Could you transcribe exactly the lines from the one containing "Could you please point out the damselfly tail" through the last line of the records below, leaving out the pictures?

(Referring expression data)
####
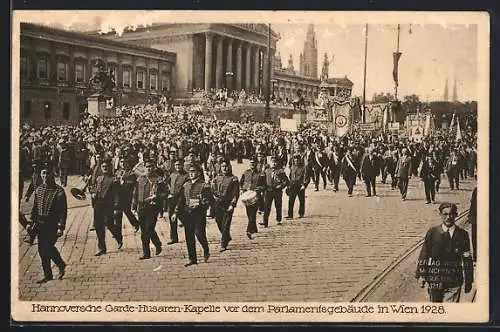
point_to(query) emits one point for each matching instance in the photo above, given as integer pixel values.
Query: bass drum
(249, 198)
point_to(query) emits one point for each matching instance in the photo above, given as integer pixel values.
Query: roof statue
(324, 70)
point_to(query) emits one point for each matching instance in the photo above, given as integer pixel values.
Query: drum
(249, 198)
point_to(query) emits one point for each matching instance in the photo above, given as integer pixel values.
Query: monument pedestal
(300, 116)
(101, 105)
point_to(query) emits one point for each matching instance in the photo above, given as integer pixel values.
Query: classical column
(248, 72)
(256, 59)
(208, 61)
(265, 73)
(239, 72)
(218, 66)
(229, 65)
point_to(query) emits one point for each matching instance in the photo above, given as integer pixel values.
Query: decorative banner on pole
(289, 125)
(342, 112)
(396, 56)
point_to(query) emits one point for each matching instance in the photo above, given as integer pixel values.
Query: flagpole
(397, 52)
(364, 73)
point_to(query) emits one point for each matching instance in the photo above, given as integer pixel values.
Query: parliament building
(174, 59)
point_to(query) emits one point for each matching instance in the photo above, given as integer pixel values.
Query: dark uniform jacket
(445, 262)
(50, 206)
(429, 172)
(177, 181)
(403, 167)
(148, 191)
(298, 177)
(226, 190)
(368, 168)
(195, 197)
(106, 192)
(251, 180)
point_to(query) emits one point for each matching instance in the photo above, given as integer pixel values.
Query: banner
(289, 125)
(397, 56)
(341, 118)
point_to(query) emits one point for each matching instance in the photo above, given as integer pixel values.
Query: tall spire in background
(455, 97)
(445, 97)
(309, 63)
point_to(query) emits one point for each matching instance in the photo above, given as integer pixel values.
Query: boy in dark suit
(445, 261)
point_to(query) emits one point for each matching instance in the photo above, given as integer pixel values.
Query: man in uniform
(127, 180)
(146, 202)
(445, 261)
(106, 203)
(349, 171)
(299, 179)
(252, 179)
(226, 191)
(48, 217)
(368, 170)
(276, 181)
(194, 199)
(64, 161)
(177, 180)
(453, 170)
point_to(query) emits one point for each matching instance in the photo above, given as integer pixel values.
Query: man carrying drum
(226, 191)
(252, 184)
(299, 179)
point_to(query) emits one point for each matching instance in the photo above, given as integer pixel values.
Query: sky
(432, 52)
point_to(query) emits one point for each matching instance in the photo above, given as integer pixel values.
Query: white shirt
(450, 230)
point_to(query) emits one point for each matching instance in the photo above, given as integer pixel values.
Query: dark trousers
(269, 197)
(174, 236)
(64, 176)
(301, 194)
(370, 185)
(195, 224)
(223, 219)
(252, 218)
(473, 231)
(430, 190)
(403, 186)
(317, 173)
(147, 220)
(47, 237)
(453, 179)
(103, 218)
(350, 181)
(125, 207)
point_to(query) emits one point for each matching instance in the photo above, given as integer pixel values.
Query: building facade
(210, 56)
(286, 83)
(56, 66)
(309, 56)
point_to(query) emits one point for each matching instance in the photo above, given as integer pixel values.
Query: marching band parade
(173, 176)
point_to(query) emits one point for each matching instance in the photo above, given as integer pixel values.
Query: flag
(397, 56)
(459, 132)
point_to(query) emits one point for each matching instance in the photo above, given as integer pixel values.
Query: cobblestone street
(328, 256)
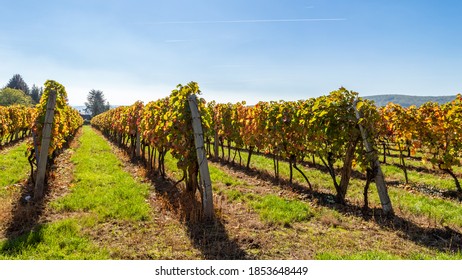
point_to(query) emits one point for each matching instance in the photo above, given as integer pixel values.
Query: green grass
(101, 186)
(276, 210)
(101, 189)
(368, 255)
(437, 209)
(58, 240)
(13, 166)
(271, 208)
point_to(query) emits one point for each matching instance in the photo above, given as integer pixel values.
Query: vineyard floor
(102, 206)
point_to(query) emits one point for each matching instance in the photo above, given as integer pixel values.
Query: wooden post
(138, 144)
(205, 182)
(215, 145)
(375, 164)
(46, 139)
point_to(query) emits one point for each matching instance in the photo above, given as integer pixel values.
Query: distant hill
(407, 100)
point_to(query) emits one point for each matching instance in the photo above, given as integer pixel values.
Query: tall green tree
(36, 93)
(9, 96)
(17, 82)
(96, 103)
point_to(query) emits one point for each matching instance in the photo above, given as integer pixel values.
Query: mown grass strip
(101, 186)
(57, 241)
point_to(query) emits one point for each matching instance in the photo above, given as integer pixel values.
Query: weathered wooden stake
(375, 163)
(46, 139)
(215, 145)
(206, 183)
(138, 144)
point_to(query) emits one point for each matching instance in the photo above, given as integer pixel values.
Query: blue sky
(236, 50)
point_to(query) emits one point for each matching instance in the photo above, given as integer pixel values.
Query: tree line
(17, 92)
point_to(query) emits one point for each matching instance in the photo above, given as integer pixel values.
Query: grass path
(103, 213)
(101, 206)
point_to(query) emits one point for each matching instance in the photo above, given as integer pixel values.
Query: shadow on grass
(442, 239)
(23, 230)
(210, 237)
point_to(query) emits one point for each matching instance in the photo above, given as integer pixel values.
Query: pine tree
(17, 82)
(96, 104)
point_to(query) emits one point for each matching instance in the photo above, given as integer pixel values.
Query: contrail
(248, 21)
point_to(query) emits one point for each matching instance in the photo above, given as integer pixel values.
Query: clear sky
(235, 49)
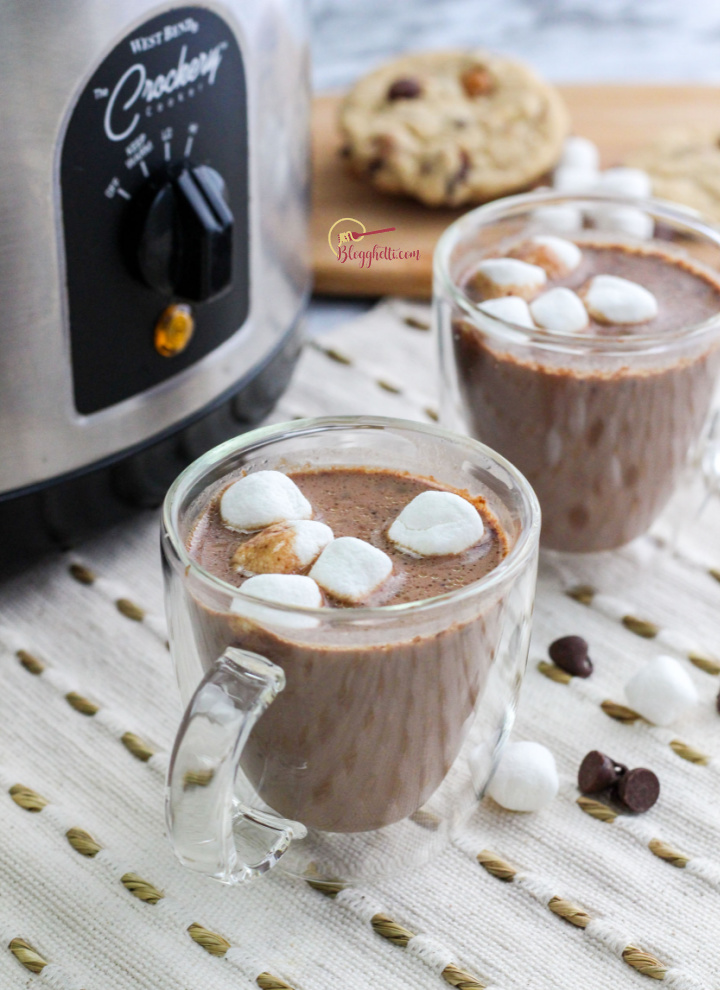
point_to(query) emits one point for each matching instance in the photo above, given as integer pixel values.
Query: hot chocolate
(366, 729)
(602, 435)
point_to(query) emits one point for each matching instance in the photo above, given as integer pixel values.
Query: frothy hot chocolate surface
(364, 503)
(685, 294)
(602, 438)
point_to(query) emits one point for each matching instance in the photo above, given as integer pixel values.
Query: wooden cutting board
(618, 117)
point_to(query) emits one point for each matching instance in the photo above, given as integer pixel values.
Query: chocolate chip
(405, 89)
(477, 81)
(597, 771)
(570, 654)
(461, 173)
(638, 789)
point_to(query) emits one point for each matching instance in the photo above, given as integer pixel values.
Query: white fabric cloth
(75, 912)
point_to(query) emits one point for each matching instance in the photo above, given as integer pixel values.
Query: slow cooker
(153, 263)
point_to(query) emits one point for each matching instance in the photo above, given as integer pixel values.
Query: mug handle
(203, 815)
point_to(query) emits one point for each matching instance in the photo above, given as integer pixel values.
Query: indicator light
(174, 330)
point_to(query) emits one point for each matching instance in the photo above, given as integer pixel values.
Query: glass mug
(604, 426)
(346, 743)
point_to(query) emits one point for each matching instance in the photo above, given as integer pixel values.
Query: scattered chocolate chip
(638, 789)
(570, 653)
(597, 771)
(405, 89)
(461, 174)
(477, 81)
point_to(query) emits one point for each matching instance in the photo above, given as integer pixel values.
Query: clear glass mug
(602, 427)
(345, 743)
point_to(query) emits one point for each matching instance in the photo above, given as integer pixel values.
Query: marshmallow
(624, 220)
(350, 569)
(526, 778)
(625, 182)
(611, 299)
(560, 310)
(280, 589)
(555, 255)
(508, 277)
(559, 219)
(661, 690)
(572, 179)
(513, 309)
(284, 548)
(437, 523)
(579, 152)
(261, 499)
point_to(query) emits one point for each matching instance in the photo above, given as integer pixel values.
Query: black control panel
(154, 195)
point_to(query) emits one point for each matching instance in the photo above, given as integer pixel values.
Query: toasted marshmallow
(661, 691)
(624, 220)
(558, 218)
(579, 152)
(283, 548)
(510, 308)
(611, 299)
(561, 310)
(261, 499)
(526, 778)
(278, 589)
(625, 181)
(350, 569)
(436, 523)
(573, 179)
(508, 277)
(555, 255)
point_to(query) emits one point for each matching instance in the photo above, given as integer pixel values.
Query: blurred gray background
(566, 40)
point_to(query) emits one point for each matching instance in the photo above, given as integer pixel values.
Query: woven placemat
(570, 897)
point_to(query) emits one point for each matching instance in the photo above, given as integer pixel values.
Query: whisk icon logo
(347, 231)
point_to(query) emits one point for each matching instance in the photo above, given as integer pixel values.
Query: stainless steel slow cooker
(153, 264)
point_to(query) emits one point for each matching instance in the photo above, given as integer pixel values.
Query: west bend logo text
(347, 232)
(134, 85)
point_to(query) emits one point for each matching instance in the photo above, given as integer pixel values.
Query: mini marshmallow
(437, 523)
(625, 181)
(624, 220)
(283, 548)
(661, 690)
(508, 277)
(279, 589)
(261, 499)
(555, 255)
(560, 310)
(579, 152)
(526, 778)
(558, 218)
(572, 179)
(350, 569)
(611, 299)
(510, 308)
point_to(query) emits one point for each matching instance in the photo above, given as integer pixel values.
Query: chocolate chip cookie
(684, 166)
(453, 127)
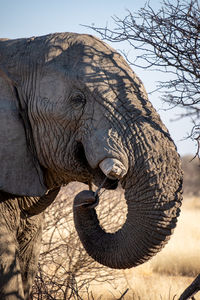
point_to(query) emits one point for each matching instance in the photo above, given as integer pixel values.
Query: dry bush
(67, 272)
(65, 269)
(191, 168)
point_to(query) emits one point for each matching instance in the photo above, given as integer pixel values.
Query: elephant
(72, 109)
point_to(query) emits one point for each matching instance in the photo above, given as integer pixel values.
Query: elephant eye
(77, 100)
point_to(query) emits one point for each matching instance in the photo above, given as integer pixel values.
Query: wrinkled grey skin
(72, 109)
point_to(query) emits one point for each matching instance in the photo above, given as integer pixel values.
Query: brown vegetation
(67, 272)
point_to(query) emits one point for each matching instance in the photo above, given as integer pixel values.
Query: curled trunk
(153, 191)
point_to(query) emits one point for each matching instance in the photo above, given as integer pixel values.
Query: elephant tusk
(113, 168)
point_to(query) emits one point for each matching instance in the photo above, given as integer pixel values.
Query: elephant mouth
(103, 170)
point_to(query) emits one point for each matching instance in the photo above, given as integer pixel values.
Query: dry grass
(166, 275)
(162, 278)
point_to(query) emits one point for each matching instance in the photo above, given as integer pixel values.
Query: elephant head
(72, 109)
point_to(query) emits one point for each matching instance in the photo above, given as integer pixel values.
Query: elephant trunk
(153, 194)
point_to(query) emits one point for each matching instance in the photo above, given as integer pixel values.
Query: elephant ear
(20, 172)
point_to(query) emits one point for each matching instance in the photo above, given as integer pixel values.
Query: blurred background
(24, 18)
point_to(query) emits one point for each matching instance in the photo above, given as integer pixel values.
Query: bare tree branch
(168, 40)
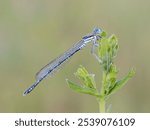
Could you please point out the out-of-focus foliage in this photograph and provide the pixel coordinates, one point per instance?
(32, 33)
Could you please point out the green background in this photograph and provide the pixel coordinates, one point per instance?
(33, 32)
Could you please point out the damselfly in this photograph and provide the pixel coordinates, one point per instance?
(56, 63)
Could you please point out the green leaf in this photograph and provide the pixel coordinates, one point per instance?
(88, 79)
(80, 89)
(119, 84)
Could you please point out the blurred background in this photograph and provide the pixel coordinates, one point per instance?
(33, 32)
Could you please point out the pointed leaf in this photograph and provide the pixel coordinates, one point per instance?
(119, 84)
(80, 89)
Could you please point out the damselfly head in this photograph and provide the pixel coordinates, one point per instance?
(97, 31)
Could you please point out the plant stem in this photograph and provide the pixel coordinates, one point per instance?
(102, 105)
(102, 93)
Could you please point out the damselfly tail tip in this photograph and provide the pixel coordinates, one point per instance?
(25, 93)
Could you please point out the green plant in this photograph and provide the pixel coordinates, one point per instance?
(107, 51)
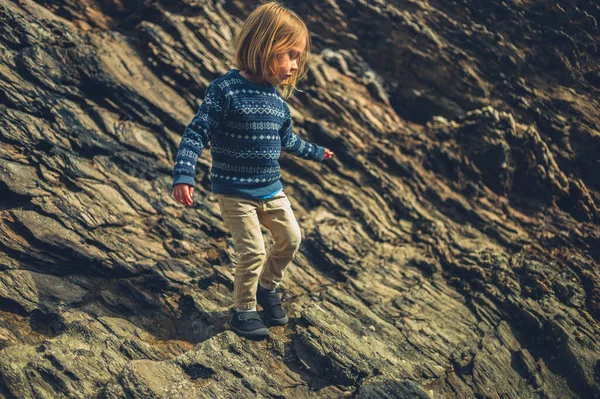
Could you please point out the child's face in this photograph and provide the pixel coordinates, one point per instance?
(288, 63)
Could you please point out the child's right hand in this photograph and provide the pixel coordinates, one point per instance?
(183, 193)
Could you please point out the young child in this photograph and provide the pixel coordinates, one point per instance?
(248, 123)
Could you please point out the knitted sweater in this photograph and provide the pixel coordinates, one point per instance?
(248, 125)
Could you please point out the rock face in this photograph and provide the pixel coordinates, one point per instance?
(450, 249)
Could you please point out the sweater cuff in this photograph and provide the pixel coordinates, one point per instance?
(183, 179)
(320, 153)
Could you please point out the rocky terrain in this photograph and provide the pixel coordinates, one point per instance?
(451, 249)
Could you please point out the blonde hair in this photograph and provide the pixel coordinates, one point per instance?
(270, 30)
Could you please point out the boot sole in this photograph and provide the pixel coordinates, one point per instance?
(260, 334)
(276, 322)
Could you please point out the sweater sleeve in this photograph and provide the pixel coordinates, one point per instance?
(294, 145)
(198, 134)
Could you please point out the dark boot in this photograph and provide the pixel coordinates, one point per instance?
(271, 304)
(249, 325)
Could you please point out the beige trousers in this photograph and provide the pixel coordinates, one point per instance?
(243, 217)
####
**Completed exercise**.
Could you please point out the damselfly tail tip in this photograph and provide the pixel coordinates, one point per instance?
(25, 93)
Could you please point out the green plant in this photograph and provide the pixel coordinates, one point per instance?
(107, 51)
Could you please point out the child's face in this photograph and provide the pixel coordinates, one point per instance?
(288, 63)
Could you please point out the child's right hand in this photograph and provide the pixel coordinates, one point per instance?
(183, 193)
Could you please point out the young child in this photograph and provide the pixel coordinates, one point per instance?
(248, 123)
Could you please point out the knitted sweater in this photograph and provide the pixel coordinates, one point per instance?
(248, 125)
Could you please point out the rock face in this photograph and provide the pixel coordinates, one point per instance?
(450, 249)
Could you please point out the sweater cuff in this photograph and provide the pixel coordinates, one point per instance?
(183, 179)
(320, 153)
Could you please point out the rocky terrain in this photograph and provide the pixel coordinates, one point per instance?
(451, 249)
Could you please point out the blonde hair in this photograph and provide the pixel coordinates, one point per instance?
(270, 30)
Could you please point out the boot sole in this photograph and provide the pixel coordinates, one point per instance?
(260, 334)
(276, 322)
Could you please point out the sweater sleeve in this photograph and provide the pixel coordinates, one point per instance?
(294, 145)
(198, 134)
Could you please point out the dark boot in this photograph and provide the pixel coordinates, one point per instance?
(271, 304)
(249, 325)
Could you please point out the beige trousers in this photograph and provide the pixel coordinates, one point per instance?
(243, 217)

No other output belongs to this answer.